Epilepsy is a nervous system disorder. Encephalography (EEG) is a generally utilized clinical approach for recording electrical activity in the brain. Although there are a number of datasets available, most of them are imbalanced due to the presence of fewer epileptic EEG signals compared with non-epileptic EEG signals.
1. Introduction
Epilepsy is a neurological disorder that affects children and adults. It can be characterized by sudden recurrent epileptic seizures
[1]. This seizure disorder is basically a temporary, brief disturbance in the electrical activity of a set of brain cells
[2]. The excessive electrical activity inside the networks of neurons in the brain will cause epileptic seizures
[3]. These seizures result in involuntary movements that may include part of the body (partial movement) or the whole body (generalized movement) and are sometimes accompanied by disturbances of sensation (involving hearing, vision, and taste), cognitive functions, mood, or may cause loss of consciousness
[2]. The frequency of seizures varies from patient to patient, ranging from less than once a year to several times a day. Active epilepsy patients have a mortality proportion of 4–5 times greater than seizure-free people
[4]. However, effective medical therapy that is individualized for each individual patient helps to lower the risk of mortality. Reduced mortality can be achieved by objectively quantifying both seizures and the response to therapy
[5].
The seizure detection modality uses an electroencephalogram (EEG)

********

• [EXERCISE TASKS]:
[a] In the epilepsy passage, how many times greater is the mortality proportion of active epilepsy patients than that of seizure-free people?
[b] Carry on the epilepsy passage from the point where it stops.

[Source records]

********

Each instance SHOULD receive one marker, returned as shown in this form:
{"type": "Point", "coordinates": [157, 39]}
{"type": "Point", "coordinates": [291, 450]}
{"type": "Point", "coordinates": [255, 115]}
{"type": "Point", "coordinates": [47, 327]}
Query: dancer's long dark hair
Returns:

********

• [RESULTS OF THE TASKS]:
[a] It is 4–5 times greater.

[b]
[6]. Signals monitor the brain’s electrical activity through electrodes. An electrode is a small metal disc that attaches to the scalp to capture the brainwave activity through the EEG channel, which, depending upon the EEG recording system, can range from 1 channel to 256 channels. EEG signals are in the form of sinusoidal waves with different frequencies that neurophysiologists use to identify brain abnormalities. One major challenge that neurologists face is the presence of EEG signal artifacts. EEG signals overlapped with other internal and external bio-signals cause artifacts that mimic the EEG seizure signal and thus give false data. Some examples include eye movement, cardiogenic movement, muscle movement, or environmental noise
[7].
Table 1 illustrates the frequency bands of EEG signals with normal and abnormal tasks affecting each band. Neurophysiologists need to collect an extensive amount of long-term EEG signals in order to detect seizures through visual analysis of these signals in a time-consuming manual process.
Table 1. The frequency bands of EEG signals
[8].
There is a current, urgent need to develop a generalized automatic seizure detection system that provides precise seizure quantification, allowing neurophysiologists to objectively tailor treatment. Developing such a system is challenging because the available datasets are mostly imbalanced; the number of non-seizure EEG signals is larger than the number of EEG seizure signals in the datasets
[9]. This imbalanced dataset issue can have a major negative impact on classification performance
[10].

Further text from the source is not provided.